**Stated task**
Write out the records below word for word, keeping every line in order. Leave the pictures out.

— start of Material supplied —

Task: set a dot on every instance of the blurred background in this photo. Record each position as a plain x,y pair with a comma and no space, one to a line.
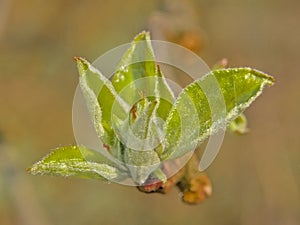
256,177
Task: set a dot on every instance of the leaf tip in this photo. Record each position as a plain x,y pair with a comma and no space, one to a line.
82,64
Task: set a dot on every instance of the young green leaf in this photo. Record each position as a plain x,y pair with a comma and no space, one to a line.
71,161
100,95
239,87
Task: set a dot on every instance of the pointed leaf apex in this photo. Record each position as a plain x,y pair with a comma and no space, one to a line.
82,64
144,35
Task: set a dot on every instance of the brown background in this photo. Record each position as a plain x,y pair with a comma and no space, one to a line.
255,177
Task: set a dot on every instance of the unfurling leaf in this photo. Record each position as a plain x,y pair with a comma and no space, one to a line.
71,161
239,87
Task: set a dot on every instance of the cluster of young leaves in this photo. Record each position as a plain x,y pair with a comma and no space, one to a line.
116,116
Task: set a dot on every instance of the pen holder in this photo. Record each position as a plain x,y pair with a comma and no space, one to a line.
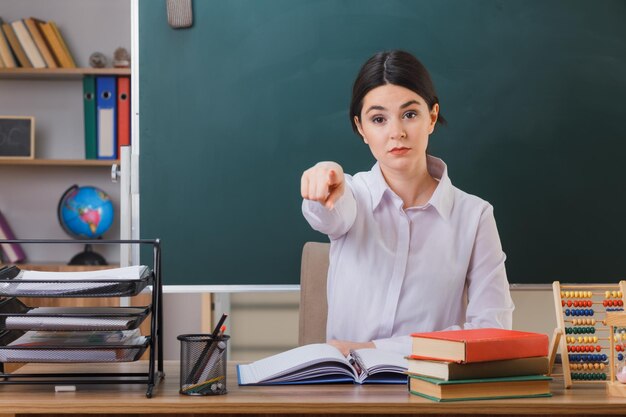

— end of Material supplied —

**Final answer**
Task: set a dot on every instance of the blurred background in this photo. Record each position as a plain x,y pair with a comma and no space, one to a line.
256,177
Task: set a dot on every instance of the leaf tip in this photo. Record each position as a plain x,y pair with a comma and no space, one to a line.
82,64
Task: set a dot on every instance of the young green leaf in this photo. Record each position as a plain x,y pair with a comma and no space, one to a line.
71,161
100,95
239,87
Task: set a dot on every instance of the pointed leaf apex in this photo. Record each position as a plain x,y pair with a comma and no space, one to a line.
82,64
144,35
Task: set a dot on every instance of the brown background in this photo. Record each position as a plain x,y pair with a comma and no space, one to a line.
255,177
Task: set a dot on every instance of the unfurling leaf in this photo. Record each position as a plain x,y pair with a comma and no space, one to a line.
71,161
239,87
Task: set a dot on every instance of the cluster of young leaves in this photo. Record each position as a plain x,y pair with a comma and no space, one to a line.
116,116
Task: set a dot on every instance of the pen holder in this photo. Record each position as a plain x,y pair with a comma and no space, one to a line.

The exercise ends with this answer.